▶ **短い課題 1**:
万年筆用ペンケースの本文にある次の一文を英語に訳してください：「メーカーの純正ペンケースであれば、自社の製品を入れるように作られているのでまず間違いないですね!」

▶ **本文ブロック**:
------------------------
ポーチ型など安めも出ているタイプもありますが、価格としては(ボールペン、シャープペンを入れるようなものと比べると)全体的に1000円以下というのはあまりなく、単純に「ペンケースに5000円かぁ…」と考えると少し高く感じるかもしれませんが、革がつかわれていたりと素材のことを考えるとまぁ納得です。
実用品ではあるものの、万年筆は軸やその佇まいを愛でるという側面もありますのでね。
次はシーン別にご紹介したいと思います。
【コスパで言ったら…】
厳密には万年筆専用ではないものの、スリムですし、一応自立するだけの強度があります。色もきれいだし。カートリッジ式万年筆だったらスペアのインクが入っていいかもしれません。
コクヨ 超スリム 立てて使えるペンケース ミニ
出典: Amazon.co.jp
【万年筆と揃えたい】
メーカーの純正ペンケースであれば、自社の製品を入れるように作られているのでまず間違いないですね!
ペリカン レザーペンケース 2本用 ブラック/ブルー、ブラック/グリーン
出典: Amazon.co.jp
単色のデザインも多い中、ちょっと珍しいかもしれませんね。
------------------------
▶ **写真内の物体を指し示す記録**:
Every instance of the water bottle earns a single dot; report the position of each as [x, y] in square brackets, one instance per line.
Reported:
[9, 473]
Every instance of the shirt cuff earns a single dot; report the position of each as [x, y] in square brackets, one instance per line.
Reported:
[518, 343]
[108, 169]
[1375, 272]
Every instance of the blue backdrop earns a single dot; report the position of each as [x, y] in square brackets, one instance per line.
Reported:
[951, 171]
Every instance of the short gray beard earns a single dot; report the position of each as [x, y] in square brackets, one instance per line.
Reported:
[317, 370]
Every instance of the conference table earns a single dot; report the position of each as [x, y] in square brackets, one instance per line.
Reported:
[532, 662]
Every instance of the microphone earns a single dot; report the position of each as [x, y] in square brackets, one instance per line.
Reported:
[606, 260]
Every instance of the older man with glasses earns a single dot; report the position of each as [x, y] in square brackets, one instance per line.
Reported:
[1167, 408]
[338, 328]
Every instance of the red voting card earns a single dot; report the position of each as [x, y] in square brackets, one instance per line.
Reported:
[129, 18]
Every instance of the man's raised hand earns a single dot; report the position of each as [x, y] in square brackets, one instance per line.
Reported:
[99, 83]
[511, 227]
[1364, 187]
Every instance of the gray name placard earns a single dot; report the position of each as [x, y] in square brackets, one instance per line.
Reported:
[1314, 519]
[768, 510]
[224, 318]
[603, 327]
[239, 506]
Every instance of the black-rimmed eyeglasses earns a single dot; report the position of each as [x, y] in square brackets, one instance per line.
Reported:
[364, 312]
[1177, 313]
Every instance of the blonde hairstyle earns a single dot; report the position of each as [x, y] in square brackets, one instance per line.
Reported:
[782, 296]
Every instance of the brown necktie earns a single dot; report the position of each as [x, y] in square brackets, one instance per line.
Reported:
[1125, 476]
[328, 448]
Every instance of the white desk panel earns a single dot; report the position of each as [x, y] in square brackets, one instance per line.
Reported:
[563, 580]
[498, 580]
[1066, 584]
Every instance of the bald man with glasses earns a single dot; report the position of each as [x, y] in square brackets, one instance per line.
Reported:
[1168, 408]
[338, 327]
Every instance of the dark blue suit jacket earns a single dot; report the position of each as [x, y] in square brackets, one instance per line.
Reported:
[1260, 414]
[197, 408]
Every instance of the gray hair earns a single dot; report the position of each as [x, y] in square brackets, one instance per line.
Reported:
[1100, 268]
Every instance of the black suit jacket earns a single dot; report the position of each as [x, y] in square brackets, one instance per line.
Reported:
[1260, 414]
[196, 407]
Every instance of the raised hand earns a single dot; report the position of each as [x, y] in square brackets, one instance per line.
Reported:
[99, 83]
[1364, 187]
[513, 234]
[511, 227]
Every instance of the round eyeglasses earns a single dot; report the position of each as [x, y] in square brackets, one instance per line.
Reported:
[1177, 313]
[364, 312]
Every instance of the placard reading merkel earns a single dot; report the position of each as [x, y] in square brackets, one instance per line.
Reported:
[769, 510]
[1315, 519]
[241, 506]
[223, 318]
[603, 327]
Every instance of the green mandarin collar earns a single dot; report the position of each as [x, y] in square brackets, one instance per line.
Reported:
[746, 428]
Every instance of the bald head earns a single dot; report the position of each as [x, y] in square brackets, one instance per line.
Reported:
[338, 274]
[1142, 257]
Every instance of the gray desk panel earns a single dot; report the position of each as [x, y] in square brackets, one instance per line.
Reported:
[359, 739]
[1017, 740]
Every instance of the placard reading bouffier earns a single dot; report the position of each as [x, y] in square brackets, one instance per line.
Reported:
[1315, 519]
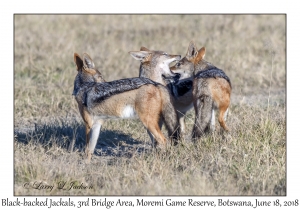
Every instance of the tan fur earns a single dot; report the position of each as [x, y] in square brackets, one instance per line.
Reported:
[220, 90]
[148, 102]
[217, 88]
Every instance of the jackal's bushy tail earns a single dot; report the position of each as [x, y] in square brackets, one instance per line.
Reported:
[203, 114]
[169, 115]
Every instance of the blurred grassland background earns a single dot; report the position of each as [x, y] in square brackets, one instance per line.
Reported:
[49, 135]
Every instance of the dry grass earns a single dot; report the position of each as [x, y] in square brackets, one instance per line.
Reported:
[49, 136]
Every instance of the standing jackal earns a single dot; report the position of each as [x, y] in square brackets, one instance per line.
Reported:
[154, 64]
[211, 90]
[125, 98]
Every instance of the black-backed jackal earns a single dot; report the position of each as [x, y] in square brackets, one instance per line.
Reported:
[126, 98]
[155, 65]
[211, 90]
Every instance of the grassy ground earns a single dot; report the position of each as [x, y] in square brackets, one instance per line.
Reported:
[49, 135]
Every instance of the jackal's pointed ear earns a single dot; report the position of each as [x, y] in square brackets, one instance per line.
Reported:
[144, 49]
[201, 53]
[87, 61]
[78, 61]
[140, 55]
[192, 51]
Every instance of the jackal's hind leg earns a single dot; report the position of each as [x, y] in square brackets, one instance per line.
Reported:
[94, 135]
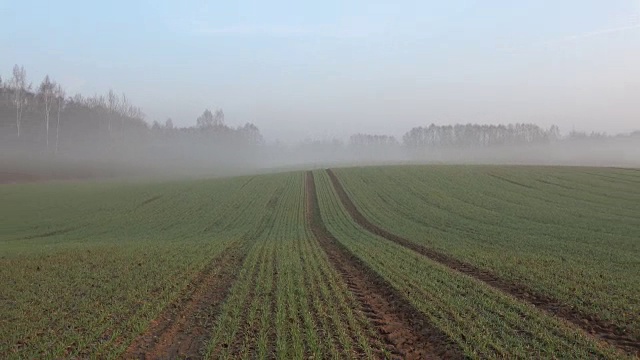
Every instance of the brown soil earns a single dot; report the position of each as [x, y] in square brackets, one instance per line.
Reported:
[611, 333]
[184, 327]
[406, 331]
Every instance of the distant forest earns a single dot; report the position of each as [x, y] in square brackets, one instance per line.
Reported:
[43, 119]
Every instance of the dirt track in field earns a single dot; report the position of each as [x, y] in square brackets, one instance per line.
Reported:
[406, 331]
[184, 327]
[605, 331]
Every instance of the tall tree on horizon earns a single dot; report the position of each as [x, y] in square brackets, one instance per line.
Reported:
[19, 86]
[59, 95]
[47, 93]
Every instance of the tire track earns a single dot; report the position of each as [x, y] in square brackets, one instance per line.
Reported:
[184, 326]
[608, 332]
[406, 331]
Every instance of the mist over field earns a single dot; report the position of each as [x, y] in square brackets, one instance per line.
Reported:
------------------------
▶ **短い課題 2**:
上の行のうち、「Every instance of the tire」を含む行から最後の行までを、「single dot」を「single marker」に置き換え、ほかは変えずに書き直すこと。

▶ **解答結果 1**:
If it's a manufacturer's own genuine pen case, it's made to hold that company's products, so you basically can't go wrong!

▶ **解答結果 2**:
Every instance of the tire track earns a single marker; report the position of each as [x, y] in square brackets, one instance per line.
Reported:
[184, 326]
[608, 332]
[406, 331]
Every instance of the mist over field earns a single marker; report the position of each as [x, y] in square brackets, one instance per line.
Reported:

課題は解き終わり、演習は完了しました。